*** Opening Exercise data ***

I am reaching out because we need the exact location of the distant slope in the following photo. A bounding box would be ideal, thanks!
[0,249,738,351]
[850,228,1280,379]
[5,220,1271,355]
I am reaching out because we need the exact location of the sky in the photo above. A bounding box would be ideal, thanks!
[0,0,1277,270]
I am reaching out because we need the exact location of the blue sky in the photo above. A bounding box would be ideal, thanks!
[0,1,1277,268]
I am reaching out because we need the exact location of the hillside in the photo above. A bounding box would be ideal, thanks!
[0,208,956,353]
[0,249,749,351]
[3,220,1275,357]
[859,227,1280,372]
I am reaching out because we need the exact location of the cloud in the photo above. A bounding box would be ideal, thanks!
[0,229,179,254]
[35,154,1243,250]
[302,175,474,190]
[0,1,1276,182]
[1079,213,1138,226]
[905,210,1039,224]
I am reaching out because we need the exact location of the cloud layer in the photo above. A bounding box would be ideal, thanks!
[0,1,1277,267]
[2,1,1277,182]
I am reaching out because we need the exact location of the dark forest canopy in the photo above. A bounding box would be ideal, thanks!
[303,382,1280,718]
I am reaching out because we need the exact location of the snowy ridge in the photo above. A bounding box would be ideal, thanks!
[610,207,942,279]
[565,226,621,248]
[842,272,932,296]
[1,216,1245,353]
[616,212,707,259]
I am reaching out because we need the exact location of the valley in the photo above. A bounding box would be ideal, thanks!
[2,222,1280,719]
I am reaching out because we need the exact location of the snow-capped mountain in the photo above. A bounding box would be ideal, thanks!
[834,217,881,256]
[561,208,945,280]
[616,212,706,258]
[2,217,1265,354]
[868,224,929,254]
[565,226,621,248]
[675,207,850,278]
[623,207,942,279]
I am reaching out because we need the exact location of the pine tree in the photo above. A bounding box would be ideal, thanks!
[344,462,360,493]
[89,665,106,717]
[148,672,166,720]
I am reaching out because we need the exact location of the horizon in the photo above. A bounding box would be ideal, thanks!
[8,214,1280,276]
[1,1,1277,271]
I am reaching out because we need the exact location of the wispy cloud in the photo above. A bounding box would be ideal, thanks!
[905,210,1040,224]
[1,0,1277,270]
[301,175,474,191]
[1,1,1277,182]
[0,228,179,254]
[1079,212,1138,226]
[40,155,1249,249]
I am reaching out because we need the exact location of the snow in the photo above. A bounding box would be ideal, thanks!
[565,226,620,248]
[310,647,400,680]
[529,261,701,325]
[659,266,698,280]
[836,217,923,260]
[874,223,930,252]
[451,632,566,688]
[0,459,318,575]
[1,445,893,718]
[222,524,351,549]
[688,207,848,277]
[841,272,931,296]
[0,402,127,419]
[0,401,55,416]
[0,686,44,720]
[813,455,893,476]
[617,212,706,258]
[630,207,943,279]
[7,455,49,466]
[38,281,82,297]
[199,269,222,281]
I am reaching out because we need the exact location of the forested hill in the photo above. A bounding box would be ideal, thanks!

*** Closing Exercise data ***

• [Your task]:
Output the listing above word for word.

• [Answer box]:
I am reaching out because we need the exact location of the distant slope in the following photo. A bounding box would be ideal, thanks!
[0,249,738,351]
[850,228,1280,379]
[5,220,1271,355]
I am reaching out because we need the exact location of the sky in the photo above. A bounding box would be ideal, thanks!
[0,0,1277,270]
I am reaching out because we need the exact location of the blue sky in the photo above. A bounding box would be ideal, thanks!
[0,1,1277,268]
I am reaching out because we need the exact location of the hillside in the photo above. A bounding box would be ideal, thanks!
[0,208,956,353]
[0,249,749,351]
[3,220,1275,357]
[859,227,1280,372]
I am reaching out because we need the exact location of the cloud in the photo above. A bounding box would be ideal, thanks!
[0,229,179,254]
[35,154,1243,250]
[302,175,474,190]
[0,1,1276,182]
[1079,213,1138,226]
[905,210,1039,224]
I am reaching out because we need the exact location of the cloud layer in the photo above. A bounding box would be ideal, thanks!
[0,1,1277,267]
[2,1,1277,182]
I am reaching out because we need the exact location of the dark forest canopy in the photo above. A bounding box would be ideal, thanks!
[303,382,1280,718]
I am reaching out because we need the exact location of the snowy ridge in the photo above. A bounding box would be ideal, thanks!
[610,207,942,279]
[565,226,621,248]
[842,272,932,296]
[1,216,1245,353]
[616,212,707,259]
I am reaching out because we need the exact location of the valley in the photo above. A bounding box would be ideal, thanks!
[2,222,1280,719]
I am reaching out because we need the exact location of the snow-capped mountain in the photo above. A bounding box would be ideal, thanks!
[834,217,881,256]
[561,208,945,280]
[616,212,706,258]
[2,217,1265,354]
[868,224,929,254]
[565,226,621,248]
[675,207,850,278]
[623,207,942,279]
I am reaching out because we need the exact location of the pine tree in the photo above. A bounding box would be ideal, thanks!
[344,462,360,493]
[89,665,106,717]
[148,672,166,720]
I am reaching out because we need the exact location of the horizon in the photo above. A bounding box would be ideal, thanks!
[8,214,1280,276]
[1,1,1277,271]
I am reaching out because we need the exact location of the wispy cloud in the photo above. A bounding box would be ideal, thanks!
[905,210,1040,224]
[1,0,1277,270]
[301,175,474,191]
[1,1,1277,182]
[0,228,179,254]
[1079,212,1138,226]
[40,155,1249,249]
I am reaching out because we need the exact location of the snow in the photo above. A bounding box would be ideal, thanks!
[565,226,620,248]
[310,647,400,680]
[529,261,701,325]
[659,266,698,280]
[836,217,923,260]
[874,223,930,252]
[451,632,566,688]
[0,459,318,575]
[1,445,893,718]
[222,524,351,549]
[688,207,848,277]
[841,272,931,296]
[0,402,127,419]
[0,401,55,416]
[0,686,44,720]
[813,455,893,476]
[617,212,706,258]
[630,207,943,279]
[7,455,49,466]
[38,281,82,297]
[199,269,222,281]
I am reaching out because we need the exact location of the forested hill in the photo above. A bounding box would be ideal, thanks!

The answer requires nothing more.